►

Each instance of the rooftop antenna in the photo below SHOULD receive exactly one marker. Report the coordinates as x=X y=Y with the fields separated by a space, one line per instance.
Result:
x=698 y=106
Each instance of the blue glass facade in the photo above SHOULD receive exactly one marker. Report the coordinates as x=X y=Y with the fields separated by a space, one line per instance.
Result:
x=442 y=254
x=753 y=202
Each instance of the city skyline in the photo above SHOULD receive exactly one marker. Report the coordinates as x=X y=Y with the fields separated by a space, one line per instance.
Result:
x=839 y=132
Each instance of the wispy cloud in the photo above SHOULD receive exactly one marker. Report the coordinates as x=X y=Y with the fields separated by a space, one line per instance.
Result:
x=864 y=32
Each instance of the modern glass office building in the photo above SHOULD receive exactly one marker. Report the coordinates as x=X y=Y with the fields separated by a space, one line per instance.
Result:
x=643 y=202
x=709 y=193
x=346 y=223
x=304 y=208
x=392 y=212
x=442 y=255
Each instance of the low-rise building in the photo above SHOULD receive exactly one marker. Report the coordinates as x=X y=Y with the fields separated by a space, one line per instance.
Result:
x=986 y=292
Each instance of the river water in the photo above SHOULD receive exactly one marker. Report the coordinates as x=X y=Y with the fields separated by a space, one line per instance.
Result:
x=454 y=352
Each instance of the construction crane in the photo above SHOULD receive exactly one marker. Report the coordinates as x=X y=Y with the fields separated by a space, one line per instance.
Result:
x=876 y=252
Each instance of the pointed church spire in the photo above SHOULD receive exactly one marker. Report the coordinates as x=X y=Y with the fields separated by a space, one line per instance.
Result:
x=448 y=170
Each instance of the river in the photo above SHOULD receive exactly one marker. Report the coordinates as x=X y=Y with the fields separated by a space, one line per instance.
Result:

◄

Copy every line of the entries above without changing a single character.

Each instance of the rooftop antenna in the photo below SHOULD receive exactly one marker. Report the coordinates as x=X y=Y with the fields separated by a space, one line per instance.
Result:
x=698 y=106
Each instance of the blue glass facade in the photo above SHOULD receive exactly one marker. Report the coordinates as x=X y=Y with the fields separated by a space, one line per instance.
Result:
x=442 y=254
x=753 y=202
Each instance of the city skyline in the photo above SHOULD receive exactly one marker. Report the coordinates as x=X y=Y with the fields separated by a space, one line per instance.
Result:
x=839 y=132
Each instance of the wispy cloud in the photo above SHOULD receive exactly one marker. Report the coordinates as x=X y=Y with the fields separated by a space, one line per instance.
Result:
x=864 y=32
Each instance of the modern glass office building in the photo above SHOULD receive exactly one marker. Report the coordinates as x=X y=Y with the fields separated by a space, one line per instance.
Result:
x=643 y=202
x=709 y=193
x=346 y=223
x=304 y=208
x=392 y=212
x=442 y=255
Each instance of the low-rise building in the photo above SHOULD receive exactly one marker. Report the coordinates as x=X y=Y with the fields separated by a space, one line per instance.
Result:
x=986 y=292
Each instance of the river water in the photo above SHOULD receive exactly one marker. Report the coordinates as x=X y=Y with the fields separated by a space, one line per instance.
Result:
x=454 y=352
Each instance of the construction crane in the photo above SHOULD receive exactly one marker. Report the coordinates as x=X y=Y with the fields separated by a space, one line per instance.
Result:
x=876 y=252
Each instance of the pointed church spire in the photo above SHOULD receive exactly one marker. Report the coordinates as x=X y=Y with the fields separated by a space, one line per instance.
Result:
x=448 y=170
Each instance of the river in the photo above SHOULD receive exactly one marker. Report the coordinates as x=X y=Y with the fields separated by a space, one line per instance.
Result:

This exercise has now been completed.